Pull every line that includes the word "trunk" from the data.

Items listed in a dataset:
|---|

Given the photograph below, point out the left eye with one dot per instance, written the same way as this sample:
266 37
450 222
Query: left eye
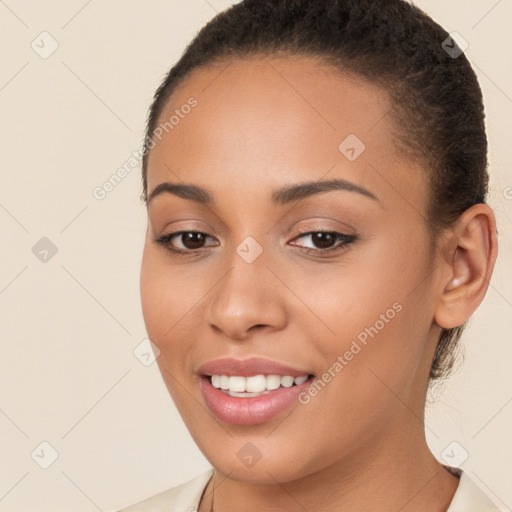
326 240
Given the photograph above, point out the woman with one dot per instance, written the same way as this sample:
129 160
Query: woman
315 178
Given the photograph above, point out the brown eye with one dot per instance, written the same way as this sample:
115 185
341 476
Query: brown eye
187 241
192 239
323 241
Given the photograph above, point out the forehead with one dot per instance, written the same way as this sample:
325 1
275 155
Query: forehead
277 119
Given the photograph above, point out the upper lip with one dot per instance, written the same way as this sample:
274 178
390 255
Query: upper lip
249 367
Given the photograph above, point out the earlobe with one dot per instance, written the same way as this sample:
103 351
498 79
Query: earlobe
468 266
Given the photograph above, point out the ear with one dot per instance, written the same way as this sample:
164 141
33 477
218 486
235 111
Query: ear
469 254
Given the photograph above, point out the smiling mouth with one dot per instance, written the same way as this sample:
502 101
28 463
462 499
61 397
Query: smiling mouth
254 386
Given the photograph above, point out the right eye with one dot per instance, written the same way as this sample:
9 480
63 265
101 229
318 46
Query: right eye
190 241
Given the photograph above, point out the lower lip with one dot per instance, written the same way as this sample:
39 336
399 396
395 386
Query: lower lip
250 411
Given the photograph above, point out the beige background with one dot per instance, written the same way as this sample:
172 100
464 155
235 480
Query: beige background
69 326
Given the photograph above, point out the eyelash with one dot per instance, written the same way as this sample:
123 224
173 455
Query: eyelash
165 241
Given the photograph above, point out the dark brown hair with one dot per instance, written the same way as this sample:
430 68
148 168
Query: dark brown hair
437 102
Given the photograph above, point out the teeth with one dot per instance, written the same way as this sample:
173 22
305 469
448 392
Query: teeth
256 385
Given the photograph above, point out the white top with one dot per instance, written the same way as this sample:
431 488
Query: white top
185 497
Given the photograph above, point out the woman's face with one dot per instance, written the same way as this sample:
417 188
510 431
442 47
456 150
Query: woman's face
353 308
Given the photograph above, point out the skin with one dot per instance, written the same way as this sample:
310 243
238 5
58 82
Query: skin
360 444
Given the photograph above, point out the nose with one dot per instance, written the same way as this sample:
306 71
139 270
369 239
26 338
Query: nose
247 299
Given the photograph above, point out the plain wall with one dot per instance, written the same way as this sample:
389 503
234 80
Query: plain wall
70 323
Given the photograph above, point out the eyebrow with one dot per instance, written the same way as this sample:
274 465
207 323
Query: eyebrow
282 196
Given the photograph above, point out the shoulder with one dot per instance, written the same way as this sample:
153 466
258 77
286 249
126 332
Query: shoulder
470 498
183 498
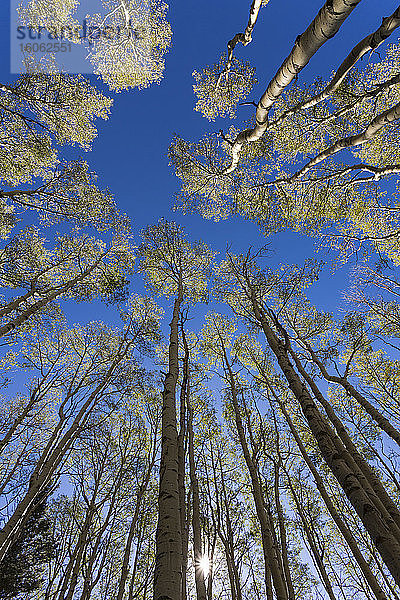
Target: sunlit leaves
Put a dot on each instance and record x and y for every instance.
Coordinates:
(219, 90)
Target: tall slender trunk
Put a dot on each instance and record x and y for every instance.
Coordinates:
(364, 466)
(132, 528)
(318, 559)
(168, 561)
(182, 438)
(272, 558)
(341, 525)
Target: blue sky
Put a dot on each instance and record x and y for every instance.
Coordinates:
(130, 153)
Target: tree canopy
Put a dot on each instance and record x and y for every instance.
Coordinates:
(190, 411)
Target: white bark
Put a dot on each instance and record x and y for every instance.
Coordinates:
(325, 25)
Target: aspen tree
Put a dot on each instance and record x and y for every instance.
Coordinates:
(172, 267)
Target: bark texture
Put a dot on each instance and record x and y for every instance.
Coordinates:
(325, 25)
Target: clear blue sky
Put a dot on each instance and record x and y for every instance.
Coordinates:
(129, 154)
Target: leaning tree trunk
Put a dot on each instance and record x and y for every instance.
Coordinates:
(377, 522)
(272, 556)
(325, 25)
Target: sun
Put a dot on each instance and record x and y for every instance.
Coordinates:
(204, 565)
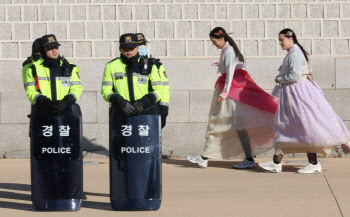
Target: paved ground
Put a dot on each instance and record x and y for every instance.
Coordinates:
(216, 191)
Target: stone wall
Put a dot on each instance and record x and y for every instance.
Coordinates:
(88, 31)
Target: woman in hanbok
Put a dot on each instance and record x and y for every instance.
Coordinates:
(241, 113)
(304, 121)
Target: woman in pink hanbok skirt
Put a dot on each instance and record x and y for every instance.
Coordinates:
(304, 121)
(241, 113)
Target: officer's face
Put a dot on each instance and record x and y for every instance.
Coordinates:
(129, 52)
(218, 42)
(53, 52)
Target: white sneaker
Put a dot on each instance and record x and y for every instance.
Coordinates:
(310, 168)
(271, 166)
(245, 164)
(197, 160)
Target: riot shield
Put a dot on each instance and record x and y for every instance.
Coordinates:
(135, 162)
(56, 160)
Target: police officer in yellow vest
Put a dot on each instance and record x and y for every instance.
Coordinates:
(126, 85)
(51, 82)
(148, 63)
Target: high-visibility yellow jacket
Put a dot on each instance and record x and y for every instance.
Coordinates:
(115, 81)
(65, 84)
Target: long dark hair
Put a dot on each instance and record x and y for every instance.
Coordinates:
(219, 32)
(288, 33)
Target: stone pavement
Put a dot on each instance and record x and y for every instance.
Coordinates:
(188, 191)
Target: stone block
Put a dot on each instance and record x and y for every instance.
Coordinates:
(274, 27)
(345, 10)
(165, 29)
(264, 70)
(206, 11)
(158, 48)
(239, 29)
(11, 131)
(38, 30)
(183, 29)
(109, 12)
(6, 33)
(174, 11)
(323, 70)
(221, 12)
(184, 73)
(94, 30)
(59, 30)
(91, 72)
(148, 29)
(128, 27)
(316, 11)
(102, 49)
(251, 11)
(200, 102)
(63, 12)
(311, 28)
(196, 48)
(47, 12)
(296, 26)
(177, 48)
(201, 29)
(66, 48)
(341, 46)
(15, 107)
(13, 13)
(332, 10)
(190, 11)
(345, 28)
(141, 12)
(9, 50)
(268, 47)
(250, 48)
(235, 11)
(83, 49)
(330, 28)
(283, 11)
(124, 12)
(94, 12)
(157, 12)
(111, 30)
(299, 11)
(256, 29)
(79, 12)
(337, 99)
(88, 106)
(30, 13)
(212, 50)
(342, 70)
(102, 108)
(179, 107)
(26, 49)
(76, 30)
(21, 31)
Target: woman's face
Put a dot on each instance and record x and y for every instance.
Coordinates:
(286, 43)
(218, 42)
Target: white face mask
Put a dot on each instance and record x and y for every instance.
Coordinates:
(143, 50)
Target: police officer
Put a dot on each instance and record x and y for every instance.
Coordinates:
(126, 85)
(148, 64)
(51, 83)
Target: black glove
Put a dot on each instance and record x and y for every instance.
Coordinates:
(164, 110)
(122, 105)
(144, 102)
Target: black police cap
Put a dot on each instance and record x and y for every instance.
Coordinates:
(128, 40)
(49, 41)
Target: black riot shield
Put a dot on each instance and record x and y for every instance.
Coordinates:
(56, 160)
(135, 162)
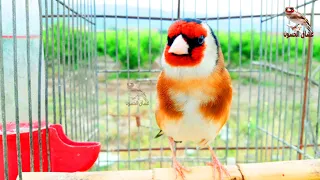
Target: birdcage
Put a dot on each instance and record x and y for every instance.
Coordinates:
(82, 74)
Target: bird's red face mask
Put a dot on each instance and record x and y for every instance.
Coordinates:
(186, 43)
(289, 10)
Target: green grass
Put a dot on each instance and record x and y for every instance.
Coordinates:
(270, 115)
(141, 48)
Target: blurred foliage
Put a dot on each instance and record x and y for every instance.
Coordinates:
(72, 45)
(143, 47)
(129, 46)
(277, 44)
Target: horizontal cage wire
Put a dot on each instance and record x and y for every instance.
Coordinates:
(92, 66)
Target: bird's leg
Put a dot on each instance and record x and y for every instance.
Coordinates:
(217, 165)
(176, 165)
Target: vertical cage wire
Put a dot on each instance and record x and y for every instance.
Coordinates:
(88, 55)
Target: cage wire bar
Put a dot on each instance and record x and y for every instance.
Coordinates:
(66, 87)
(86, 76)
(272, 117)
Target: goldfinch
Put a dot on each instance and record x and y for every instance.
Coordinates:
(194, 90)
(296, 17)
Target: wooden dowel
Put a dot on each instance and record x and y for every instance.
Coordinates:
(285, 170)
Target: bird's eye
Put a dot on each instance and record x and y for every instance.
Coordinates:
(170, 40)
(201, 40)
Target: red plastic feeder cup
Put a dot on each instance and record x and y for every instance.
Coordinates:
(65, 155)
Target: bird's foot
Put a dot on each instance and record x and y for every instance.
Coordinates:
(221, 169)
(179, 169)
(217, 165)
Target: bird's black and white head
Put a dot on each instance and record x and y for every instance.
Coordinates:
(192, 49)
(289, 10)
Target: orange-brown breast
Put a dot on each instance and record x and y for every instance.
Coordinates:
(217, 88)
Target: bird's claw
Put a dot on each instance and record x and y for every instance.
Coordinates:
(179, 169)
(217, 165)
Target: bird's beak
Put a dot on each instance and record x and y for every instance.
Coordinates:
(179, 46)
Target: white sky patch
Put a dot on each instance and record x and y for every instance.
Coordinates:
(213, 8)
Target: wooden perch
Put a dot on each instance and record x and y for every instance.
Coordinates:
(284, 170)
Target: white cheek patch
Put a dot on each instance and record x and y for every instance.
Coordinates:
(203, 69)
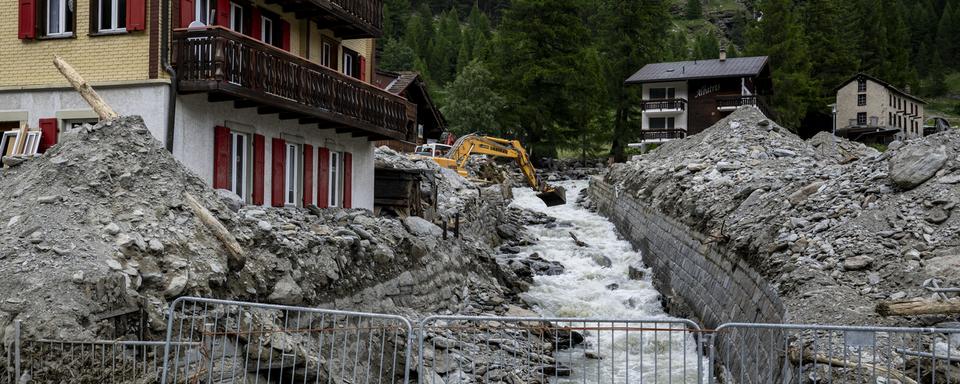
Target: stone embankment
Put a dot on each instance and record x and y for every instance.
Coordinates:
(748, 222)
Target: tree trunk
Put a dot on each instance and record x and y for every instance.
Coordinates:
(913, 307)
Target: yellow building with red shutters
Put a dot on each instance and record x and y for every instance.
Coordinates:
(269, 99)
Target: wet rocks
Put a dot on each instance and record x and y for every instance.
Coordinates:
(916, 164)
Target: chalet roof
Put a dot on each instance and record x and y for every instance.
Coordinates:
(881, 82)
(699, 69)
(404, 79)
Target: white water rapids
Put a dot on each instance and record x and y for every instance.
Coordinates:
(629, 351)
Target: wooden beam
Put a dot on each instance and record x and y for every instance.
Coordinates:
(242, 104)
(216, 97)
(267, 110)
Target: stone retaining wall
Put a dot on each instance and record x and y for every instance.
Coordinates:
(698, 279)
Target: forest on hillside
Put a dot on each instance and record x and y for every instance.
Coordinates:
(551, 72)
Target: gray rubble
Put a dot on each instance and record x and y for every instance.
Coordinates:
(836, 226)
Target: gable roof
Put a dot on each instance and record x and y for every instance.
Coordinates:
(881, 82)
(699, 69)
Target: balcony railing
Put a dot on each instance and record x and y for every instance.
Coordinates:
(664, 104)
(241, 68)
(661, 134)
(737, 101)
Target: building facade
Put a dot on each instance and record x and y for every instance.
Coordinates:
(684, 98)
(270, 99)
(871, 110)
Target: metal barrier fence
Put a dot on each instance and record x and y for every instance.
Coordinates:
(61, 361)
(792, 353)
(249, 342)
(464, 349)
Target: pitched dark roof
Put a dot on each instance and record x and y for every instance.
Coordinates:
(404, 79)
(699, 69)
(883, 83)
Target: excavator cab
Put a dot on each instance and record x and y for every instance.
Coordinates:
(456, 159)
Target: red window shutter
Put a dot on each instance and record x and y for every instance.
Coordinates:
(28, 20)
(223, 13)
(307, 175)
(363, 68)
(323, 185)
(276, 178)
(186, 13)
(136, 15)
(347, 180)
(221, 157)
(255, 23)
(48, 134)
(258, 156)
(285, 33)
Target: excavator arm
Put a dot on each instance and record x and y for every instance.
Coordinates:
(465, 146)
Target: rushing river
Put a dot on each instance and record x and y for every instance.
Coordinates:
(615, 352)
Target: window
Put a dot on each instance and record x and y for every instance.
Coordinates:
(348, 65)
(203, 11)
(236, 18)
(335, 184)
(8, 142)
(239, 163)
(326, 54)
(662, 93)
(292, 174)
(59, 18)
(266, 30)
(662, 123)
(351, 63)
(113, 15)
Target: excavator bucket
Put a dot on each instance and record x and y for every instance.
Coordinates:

|---|

-- Written answer --
Target: tall slender trunk
Target: leaning tree trunk
Target: tree trunk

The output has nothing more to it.